**WHAT THE EXERCISE ASKS**
Reproduce word for word the passage of the essay about the two novels that begins at the words "In addition to" and stops after the words "my self-destructive impulses.".

**SOURCE DOCUMENT**
****

Jan Stites says her life now brims not with despair, but with love and affirmation.

In my first novel, Edgewise, Simone, a forty-year-old teacher, cuts herself as she sinks into suicidal despair. Simone ends up at an inner-city outpatient psychiatric program. The locale is gritty, the urine-stained sidewalks dotted with used syringes and shattered glass. Her fellow patients seem hugely dysfunctional. Simone is appalled, certain that although she may cut herself, she isn’t crazy like some of the other patients there.

jan-stites-author-photo3 Reading the Sweet Oak, my second novel, revolves around a romance novel book group. Reading and discussing the romances propel each of the five women on stunning journeys of self-discovery. Set mostly along the banks of a scenic Ozark river, the book features much humor, plus a deep love of people and place.
Why two such very different stories, one shadowed by despair, albeit with touches of humor, the other resplendent with the possibility of joy?

To a large extent, the differences in the books mirror my own inner journey. Like Simone, I began cutting myself when I was nearing forty and ended up at an outpatient facility similar to the one featured in Edgewise. I started the novel while I was still a patient there and was living in a halfway house. It took thirteen years to write.

By contrast, I wrote Reading the Sweet Oak in four years while also working on other writing projects. I was by then able to take in love, and free of the self-loathing that had underlain my self-destructive behaviors.

So how did the bleak world of Edgewise morph into the lush setting of Reading the Sweet Oak?

In addition to support from family and friends, I was greatly helped through the wise counsel and gentle nurturing of terrific therapists, plus — much to my astonishment — the caring and insights of fellow patients. I say astonishment because my first reaction to entering the psychiatric program that is a model for the one in Edgewise was horror. Most of my fellow patients were poorly educated, broke, drug and/or alcohol addicted, living in cars, or hearing voices. I was positive that they couldn’t possibly help me understand and staunch my self-destructive impulses.


Through the insights I gained, I learned much about myself I’d never suspected. That knowledge eventually enabled me to stop cutting. Two years after leaving the program, I met the sweet, lovely man who became my husband. My life now brims not with despair, but with love and affirmation.

****

**DATASET EXCERPTS**
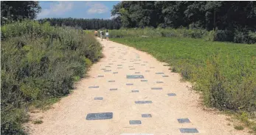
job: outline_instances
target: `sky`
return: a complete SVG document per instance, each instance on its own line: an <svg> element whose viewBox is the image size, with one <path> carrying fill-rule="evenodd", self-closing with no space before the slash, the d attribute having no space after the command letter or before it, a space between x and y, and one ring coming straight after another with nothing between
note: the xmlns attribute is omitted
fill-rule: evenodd
<svg viewBox="0 0 256 135"><path fill-rule="evenodd" d="M111 11L119 1L41 1L41 12L37 19L44 18L111 18Z"/></svg>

****

**PROBLEM SOLUTION**
In addition to support from family and friends, I was greatly helped through the wise counsel and gentle nurturing of terrific therapists, plus — much to my astonishment — the caring and insights of fellow patients. I say astonishment because my first reaction to entering the psychiatric program that is a model for the one in Edgewise was horror. Most of my fellow patients were poorly educated, broke, drug and/or alcohol addicted, living in cars, or hearing voices. I was positive that they couldn’t possibly help me understand and staunch my self-destructive impulses.